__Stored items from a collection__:

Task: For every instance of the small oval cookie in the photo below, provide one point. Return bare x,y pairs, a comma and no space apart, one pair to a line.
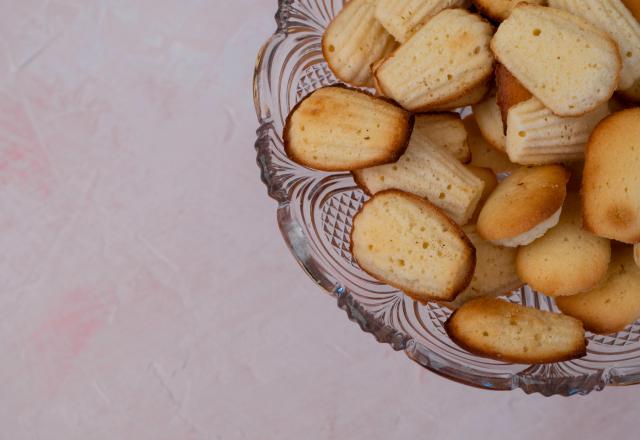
504,331
567,260
340,129
407,242
611,180
353,41
524,205
613,305
444,60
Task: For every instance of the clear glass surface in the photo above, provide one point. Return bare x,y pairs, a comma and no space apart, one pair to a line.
314,213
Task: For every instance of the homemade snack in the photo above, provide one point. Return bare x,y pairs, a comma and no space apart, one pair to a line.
567,260
490,182
524,205
429,171
401,18
445,130
410,244
495,272
489,119
563,60
501,330
339,129
444,60
616,20
482,153
354,40
611,178
510,92
613,305
500,10
535,136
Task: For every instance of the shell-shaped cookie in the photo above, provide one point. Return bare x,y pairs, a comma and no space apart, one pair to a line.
407,242
443,61
429,171
446,130
615,19
562,59
354,40
536,136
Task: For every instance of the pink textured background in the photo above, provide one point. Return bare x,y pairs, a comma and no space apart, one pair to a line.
145,292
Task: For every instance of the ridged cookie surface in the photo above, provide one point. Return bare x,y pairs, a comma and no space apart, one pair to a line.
495,272
429,171
339,129
401,18
611,178
524,205
500,10
354,40
489,120
510,92
567,260
473,96
616,20
408,243
482,152
535,136
446,130
613,305
501,330
563,60
445,59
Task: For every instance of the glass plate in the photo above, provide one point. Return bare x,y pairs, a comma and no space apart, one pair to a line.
314,213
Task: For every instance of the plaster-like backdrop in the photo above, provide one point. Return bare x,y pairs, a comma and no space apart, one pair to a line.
145,292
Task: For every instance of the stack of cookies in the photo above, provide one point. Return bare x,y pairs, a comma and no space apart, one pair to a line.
539,185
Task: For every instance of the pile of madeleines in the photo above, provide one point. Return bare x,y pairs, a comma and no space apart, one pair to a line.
539,185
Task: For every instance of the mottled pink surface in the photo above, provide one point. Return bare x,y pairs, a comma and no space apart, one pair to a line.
145,292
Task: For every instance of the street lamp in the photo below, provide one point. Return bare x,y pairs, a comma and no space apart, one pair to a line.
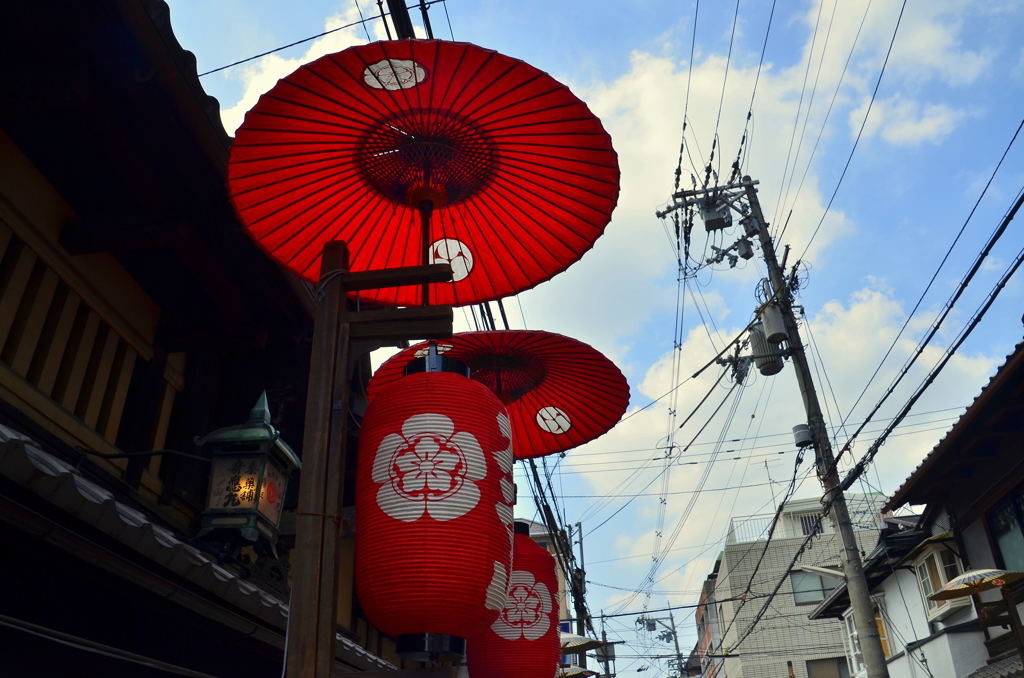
248,478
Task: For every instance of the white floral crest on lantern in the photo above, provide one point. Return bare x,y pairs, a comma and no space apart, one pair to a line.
526,608
394,74
428,468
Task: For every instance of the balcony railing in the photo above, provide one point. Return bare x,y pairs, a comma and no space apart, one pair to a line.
747,528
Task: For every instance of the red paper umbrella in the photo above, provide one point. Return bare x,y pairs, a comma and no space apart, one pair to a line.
559,392
523,641
425,152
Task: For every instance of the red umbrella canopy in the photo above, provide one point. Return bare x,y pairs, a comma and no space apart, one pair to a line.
559,392
425,152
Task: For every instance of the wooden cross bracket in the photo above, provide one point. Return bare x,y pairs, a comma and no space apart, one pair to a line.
414,322
384,278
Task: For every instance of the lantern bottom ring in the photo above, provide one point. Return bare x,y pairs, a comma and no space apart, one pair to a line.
430,646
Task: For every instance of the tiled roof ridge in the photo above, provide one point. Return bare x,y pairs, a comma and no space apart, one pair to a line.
896,500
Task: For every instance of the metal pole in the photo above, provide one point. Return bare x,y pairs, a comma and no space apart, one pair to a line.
604,639
860,598
580,593
675,639
399,18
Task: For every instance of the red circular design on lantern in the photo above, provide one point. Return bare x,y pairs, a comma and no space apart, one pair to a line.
523,641
433,502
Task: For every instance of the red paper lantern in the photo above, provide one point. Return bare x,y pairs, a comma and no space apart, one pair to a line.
433,505
523,642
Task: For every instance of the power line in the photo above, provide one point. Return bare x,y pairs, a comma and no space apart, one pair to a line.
863,123
926,340
975,321
721,101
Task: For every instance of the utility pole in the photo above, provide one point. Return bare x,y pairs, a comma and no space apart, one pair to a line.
853,568
675,639
670,629
724,199
580,595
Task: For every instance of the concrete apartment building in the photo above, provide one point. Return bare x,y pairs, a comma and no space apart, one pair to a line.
784,633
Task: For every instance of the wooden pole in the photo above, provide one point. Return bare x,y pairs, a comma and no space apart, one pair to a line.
1015,620
314,579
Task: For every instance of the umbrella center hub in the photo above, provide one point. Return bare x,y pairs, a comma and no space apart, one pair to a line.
426,155
509,377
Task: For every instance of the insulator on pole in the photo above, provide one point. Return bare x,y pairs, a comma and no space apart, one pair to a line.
767,363
774,326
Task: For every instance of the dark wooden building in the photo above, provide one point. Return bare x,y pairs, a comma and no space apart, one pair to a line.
135,315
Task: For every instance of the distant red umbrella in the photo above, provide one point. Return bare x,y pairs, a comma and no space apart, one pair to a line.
559,392
424,152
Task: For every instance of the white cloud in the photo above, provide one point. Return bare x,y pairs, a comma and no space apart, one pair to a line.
903,122
261,75
851,337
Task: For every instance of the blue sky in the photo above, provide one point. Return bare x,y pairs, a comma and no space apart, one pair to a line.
947,106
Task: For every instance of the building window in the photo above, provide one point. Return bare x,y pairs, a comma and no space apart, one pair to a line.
1006,522
810,588
934,569
854,654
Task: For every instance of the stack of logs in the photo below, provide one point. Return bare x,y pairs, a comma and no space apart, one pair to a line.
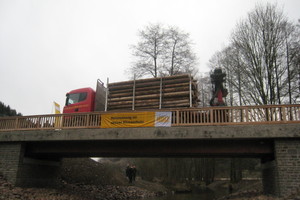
178,91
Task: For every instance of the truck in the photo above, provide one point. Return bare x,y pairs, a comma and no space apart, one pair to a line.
178,91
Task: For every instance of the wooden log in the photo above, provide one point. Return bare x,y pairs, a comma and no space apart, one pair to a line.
122,85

__DESCRIPTION OF THE TASK__: Using the data above, write out every line exactly, leaving the images behind.

__COMPLETE ANSWER__:
Task: For every instance of the small oval cookie in the photo below, provide one point. Return bare x,y pairs, a comma and no space apart, one pair to a line.
504,331
567,260
340,129
407,242
611,180
353,41
524,205
613,305
444,60
Task: For every instance of the clear glass surface in the photo above, provide one point. Return bare x,y pairs, a comma and no space apart, one pair to a line.
314,213
Task: For every instance of the homemade snack in the photo above, provide one point. Return bare x,y pairs, a comma and no space apart, one pair to a line.
567,260
490,182
524,205
429,171
401,18
445,130
410,244
495,272
489,119
563,60
501,330
339,129
444,60
616,20
482,153
354,40
611,178
510,92
613,305
500,10
535,136
Task: For every instance of the shell-shaped cookie in the photo above, provide one point. Return bare x,y pairs, a comma and no space apart, one pair to a line.
407,242
443,61
429,171
446,130
615,19
562,59
354,40
536,136
Task: For every instance of the pink textured background in the photo above, provide one point. Return bare x,y pairs, a comma and no space apart, one pair to a line.
145,292
Task: For every instance of the ridged cookie surface in the photo above, provide one point. Return bare x,y pairs, a comma and no space apart, one pair to a line.
495,272
429,171
339,129
401,18
611,178
524,205
500,10
354,40
489,120
510,92
567,260
473,96
616,20
408,243
482,152
535,136
446,130
613,305
501,330
563,60
445,59
Task: For every instance of the glass plate in the photo above, provide one point. Return bare x,y pairs, a comma and no space apart, one pair to a line.
314,213
Task: For every instance of the plaster-like backdrop in the photo above, provide one point. Return bare x,y pairs, a comma and no space apart, one pair to a line.
145,292
Task: For every instance of the stack of cookies in the photo above, provide one point. Return bare x,y pairs, a comma and no space apart, one pair to a line.
539,185
Task: For every instance of the pile of madeleines in the photo above, provide one point. Return bare x,y pairs, a comma and no space apart, one pair to a line.
539,185
Task: For every instance of the mottled pink surface in the photo above, provide one point. Return bare x,y pairs, a comma and no space apart, one pair to a line.
145,292
Task: For every instance of the street lamp in the photo below, provide one point. Return bare x,y pairs, a comma and no space apart, one pair to a line.
248,478
Task: For every instance of the white floral crest on lantern in the photo above, provide one point. Return bare x,y pairs, a comma and no space apart, one pair to a line.
526,608
394,74
428,468
Task: For every instance of the balcony railing in the photo above, provide one point. Return bare x,y pairs, a comma and no space apart, one pair to a line.
747,528
Task: For every instance of the red paper umbrella in the photo above, provide one point. Return bare x,y pairs, a comma and no space apart, one pair to a line.
559,392
523,641
425,152
Task: For every instance of the red umbrella canopy in the photo above, provide one point. Return bare x,y pairs, a comma and no space apart, one pair to a line.
559,392
425,152
Task: For every instance of the wooden cross bracket in the photo above, provide one point. Return bare x,y pairs, a comma and no space apart, one pair to a line.
414,322
384,278
Task: For every instance of the lantern bottom ring in the photo above, provide one point. Return bare x,y pairs, a comma and no space apart, one pair to a line.
430,646
Task: For every instance of the tiled roof ridge in the photo above, provide one point. Return bare x,y pairs, a comma and no space apart, one pair to a line.
896,500
Task: For every instance of the metal pole in the photo above, provide one point. Return bare x,y pairs, a comma and no space apart, one pair to a line.
604,639
860,598
580,593
675,639
399,18
Task: For every instance of the red circular design on lantern in the photo above, provide one point. Return bare x,y pairs, a comma and no space apart, one pair to a line.
523,641
433,502
Task: For every instance of the red paper lantern in the photo above, provide one point. Return bare x,y pairs, a comma and no space apart, one pair to a line.
433,505
523,642
Task: For every instance of the power line in the photo above, provide one point. Return bare x,y pairs, a comma and no space apart, one pair to a line.
863,123
926,340
975,321
721,101
Task: For every instance of the utility pole in the photo above, provide one point. Return bare x,y pairs, a comma and no space apart, one pair to a line.
853,568
675,639
670,629
724,199
580,595
Task: For every instance of the concrete apartment building in the photo above, provide one point. Return bare x,y pairs, a comma and no space apart, one pair to a line.
784,633
Task: For every instance of the wooden pole in the photo above, provide one point. Return bare x,y pairs, a comma and no space apart, one pair to a line.
1015,620
314,579
Task: For every instance of the umbrella center hub in the photo above, provide one point. Return bare x,y pairs, a comma and no space apart, one pair to a line.
426,155
509,377
Task: For every instance of the insulator on pole in the photo above, provide one point. Return bare x,y pairs, a comma and no space apart, one pair to a line.
767,363
774,326
Task: For every instance of the dark wooden building in the photo above, provide one point. Return bare x,y pairs, a comma and no space apart, one pair to a line.
135,315
Task: For every instance of the distant red umbrella in the photo above, provide one point. Return bare x,y pairs, a comma and no space apart, one pair to a line.
559,392
424,152
Task: For every instance of the white cloud in the photo above, provide one point. Return bare x,y pairs, a comma and no space apart, one pair to a line.
903,122
261,75
851,337
Task: For every instance of the blue sky in the photo above, provide one point. Return bare x,y pairs, a comma and no space apart, one pair to a line.
947,106
Task: For every instance of the building window in the photo above, provide one point. Return bare x,y pairs, a comma and no space apart, one pair to a line.
1006,522
810,588
934,569
854,654
Task: For every instance of the stack of logs in the photo below, provide one point. Return bare x,y pairs, a comma and no space apart, one pair to a line.
178,91
Task: For every instance of the truck in the photo above, provide one point. Return bare x,y pairs, a comma and no space apart, one pair to a line.
178,91
Task: For every instance of the wooden log in the photo above, provide one point. Return bare x,y pairs, a comma and no space apart, one pair to a line.
122,85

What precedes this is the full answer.